*WHAT IS NEEDED:* The records follow. Print, word for word, the first line through the "[indicate] the race" line.

*Stored data:*
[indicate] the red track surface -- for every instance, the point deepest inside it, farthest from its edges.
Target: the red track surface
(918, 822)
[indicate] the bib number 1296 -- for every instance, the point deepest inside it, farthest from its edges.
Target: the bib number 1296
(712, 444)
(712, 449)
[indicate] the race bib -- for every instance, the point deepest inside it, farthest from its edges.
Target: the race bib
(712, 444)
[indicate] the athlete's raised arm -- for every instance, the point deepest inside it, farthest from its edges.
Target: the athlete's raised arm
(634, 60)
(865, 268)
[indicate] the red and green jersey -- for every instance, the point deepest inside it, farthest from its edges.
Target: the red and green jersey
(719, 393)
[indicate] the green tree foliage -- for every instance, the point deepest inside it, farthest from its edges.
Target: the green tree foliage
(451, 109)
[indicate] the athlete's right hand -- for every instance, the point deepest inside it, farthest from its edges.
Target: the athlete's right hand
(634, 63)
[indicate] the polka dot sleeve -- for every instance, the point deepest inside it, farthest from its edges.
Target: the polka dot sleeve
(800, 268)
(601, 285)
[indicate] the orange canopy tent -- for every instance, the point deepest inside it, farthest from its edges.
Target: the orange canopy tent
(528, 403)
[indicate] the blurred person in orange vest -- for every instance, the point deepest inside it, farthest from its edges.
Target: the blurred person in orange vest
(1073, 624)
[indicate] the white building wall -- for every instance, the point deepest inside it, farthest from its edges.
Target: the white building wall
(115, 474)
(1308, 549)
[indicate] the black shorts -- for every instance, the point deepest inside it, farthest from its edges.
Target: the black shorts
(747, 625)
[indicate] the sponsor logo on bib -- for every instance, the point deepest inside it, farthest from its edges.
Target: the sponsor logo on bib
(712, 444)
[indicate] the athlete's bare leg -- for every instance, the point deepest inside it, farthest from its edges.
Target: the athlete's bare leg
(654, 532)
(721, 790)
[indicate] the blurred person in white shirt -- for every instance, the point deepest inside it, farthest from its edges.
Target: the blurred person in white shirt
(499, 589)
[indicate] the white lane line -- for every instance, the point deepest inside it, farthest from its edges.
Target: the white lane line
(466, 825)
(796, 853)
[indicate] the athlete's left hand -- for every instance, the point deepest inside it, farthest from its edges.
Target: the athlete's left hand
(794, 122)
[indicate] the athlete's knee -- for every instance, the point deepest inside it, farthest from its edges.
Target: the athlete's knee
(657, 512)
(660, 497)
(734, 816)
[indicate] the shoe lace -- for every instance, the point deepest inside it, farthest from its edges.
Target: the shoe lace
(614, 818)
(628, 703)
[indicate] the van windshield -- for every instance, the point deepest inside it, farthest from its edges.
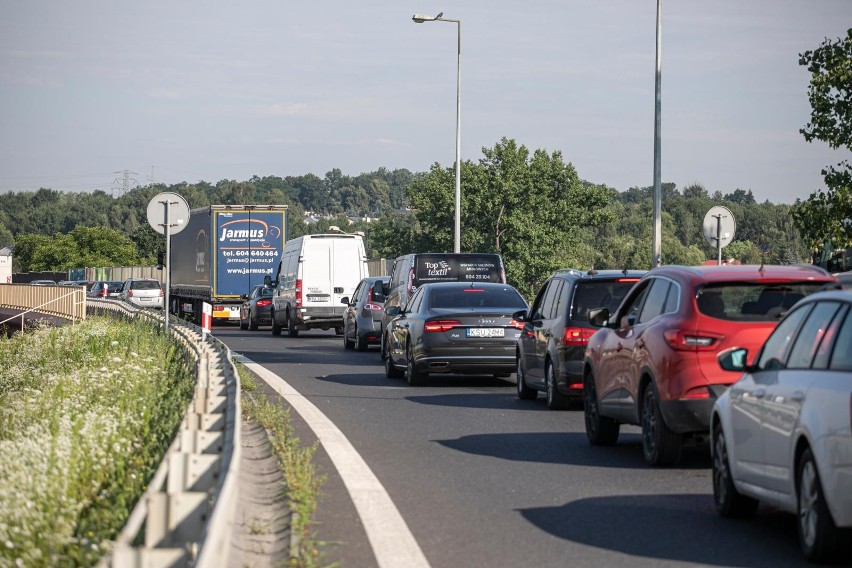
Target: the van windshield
(457, 268)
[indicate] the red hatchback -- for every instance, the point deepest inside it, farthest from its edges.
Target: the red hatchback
(653, 363)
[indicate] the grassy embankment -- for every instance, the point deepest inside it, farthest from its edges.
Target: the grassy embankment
(86, 414)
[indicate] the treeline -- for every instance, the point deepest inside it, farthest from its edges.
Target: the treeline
(531, 207)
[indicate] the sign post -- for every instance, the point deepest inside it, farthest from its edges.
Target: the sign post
(168, 214)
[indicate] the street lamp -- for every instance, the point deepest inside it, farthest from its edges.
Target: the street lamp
(419, 19)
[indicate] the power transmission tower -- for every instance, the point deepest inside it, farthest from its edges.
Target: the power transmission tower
(127, 182)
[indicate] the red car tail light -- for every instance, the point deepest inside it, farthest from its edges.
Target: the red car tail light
(576, 335)
(691, 340)
(440, 325)
(696, 393)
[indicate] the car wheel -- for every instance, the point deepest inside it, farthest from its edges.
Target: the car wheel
(729, 501)
(391, 371)
(291, 328)
(600, 430)
(660, 446)
(524, 392)
(555, 399)
(819, 537)
(414, 377)
(360, 344)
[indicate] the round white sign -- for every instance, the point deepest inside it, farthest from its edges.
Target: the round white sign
(168, 208)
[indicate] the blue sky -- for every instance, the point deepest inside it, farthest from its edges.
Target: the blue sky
(225, 90)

*YOUR RESPONSE:*
[indicate] the red track surface -- for every instance, the point deepest inside it, farthest from its edges.
Target: the red track surface
(918, 822)
[indicate] the bib number 1296 -- for every instance, the point deepest inside it, farthest from its edges.
Target: the bib number 1296
(712, 444)
(712, 449)
[indicate] the race bib -- for every instance, the point deepest inside it, farthest from its edges.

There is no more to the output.